Extracted records
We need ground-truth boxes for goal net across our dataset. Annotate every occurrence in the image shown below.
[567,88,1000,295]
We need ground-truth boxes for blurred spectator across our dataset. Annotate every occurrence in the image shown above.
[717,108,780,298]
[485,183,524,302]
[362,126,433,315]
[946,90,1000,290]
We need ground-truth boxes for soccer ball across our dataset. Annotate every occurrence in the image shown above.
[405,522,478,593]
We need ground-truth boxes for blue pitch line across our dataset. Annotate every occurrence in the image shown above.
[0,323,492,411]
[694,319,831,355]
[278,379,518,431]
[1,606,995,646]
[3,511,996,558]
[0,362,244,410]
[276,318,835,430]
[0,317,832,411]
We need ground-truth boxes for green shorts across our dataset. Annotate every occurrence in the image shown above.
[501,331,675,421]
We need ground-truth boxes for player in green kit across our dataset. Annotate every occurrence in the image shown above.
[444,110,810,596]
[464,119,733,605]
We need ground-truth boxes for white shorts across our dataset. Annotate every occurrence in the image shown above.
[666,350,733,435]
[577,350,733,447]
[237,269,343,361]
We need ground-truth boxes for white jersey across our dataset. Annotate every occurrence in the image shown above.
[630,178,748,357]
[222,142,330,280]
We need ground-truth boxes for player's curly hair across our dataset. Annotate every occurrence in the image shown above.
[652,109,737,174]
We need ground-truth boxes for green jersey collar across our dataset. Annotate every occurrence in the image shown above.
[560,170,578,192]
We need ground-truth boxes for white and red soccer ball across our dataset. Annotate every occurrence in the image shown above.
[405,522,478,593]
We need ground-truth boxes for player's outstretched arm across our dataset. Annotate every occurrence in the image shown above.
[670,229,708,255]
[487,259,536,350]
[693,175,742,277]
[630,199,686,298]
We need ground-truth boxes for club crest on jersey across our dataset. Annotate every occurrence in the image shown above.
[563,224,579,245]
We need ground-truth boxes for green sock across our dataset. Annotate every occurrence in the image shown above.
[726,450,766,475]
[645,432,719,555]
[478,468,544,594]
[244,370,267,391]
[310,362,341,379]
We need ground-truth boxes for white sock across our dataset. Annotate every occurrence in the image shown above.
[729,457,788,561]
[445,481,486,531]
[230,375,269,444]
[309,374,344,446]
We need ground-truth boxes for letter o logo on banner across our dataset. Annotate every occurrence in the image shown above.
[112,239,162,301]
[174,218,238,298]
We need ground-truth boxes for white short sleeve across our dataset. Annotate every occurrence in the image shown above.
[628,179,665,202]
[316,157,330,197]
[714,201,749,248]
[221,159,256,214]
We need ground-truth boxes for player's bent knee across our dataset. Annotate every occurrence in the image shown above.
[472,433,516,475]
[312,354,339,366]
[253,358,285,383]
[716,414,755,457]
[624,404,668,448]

→ BRIEF: The data must be duplicated exactly, with nothing left out.

→ RESULT OF THIS EXERCISE:
We need ground-truth boxes for goal net across our dataset. Annotate every occurrence in the image shown below.
[567,88,1000,295]
We need ground-truth boxes for blurred spectator across our dataset. Annotate every occurrence in the image shown above.
[717,108,780,298]
[485,183,524,302]
[362,126,433,315]
[946,90,1000,290]
We need ground-truth boxes for soccer ball across our dataset. Annotate every occurrence in the image shown above.
[405,522,478,593]
We need ground-truth boxes for blue pitch line across our dataset. Annotate every occurrence in the image shown above.
[0,323,492,411]
[694,319,831,355]
[278,379,518,431]
[1,606,995,646]
[3,511,996,558]
[0,362,244,410]
[276,318,835,430]
[0,317,832,411]
We need ground-truth boxes for green shorts across our dataset. Annotate every occurrence in the image shown above.
[501,331,675,421]
We need ground-truth boxes for player in green kit across our dataset. Annotate every occurrence in the image shown above.
[444,110,810,596]
[464,119,733,605]
We need ground-truth boxes for white shorts across our dataset. Annotate every occurrence in the image shown above.
[666,350,733,435]
[577,350,733,447]
[237,269,343,361]
We need ground-truth boxes for white jersey across our dataset. Annotate every occurrence in the image shown above.
[630,178,748,357]
[222,142,330,280]
We need ground-truth boxes for player's curly hair across our dataset. Annotate every occurrence in the image shown above.
[652,109,737,174]
We need ground-truth boxes for green jersey collar across our dataset. Annotate every occurrence in the image shown above.
[560,170,578,192]
We need ground-truth boxes for white and red soccer ball across our dataset. Annotate every occurrence in the image shown above.
[405,522,478,593]
We need ground-truth boxes for player's outstretched arm across our dataset. Annotate every occurrence in the image shown above.
[670,229,708,255]
[487,259,536,350]
[693,175,742,277]
[630,199,686,298]
We need ground-truth boxes for club crest on jersey across our dataset. Annotate every occurrence in the image shown above.
[563,224,579,245]
We need ground-truth boxes for green sock across our dataset. Annotate every occurrence in the image shown above.
[726,450,766,475]
[645,432,719,555]
[478,468,544,594]
[244,370,267,391]
[310,362,341,379]
We need ground-truth boxes for white sock across our dataset. Annotate every occurrence in the image shown above.
[729,457,788,561]
[445,481,486,531]
[230,375,269,444]
[309,374,344,446]
We need ground-truth boxes for letter o logo on banner across our dataset. Annotate every occurrence in the image shown above.
[112,239,162,301]
[174,218,238,298]
We need ground-truth boxes for white short sleeve across our dataset. Annotate every occurrence in the image shown above.
[628,179,665,202]
[316,157,330,197]
[714,201,749,248]
[221,159,256,214]
We need ground-truth boxes for player's bent knee across our dataset. Annotate every occurrence in the image shown above.
[472,433,516,475]
[312,354,339,366]
[253,358,285,383]
[716,414,755,457]
[624,404,668,448]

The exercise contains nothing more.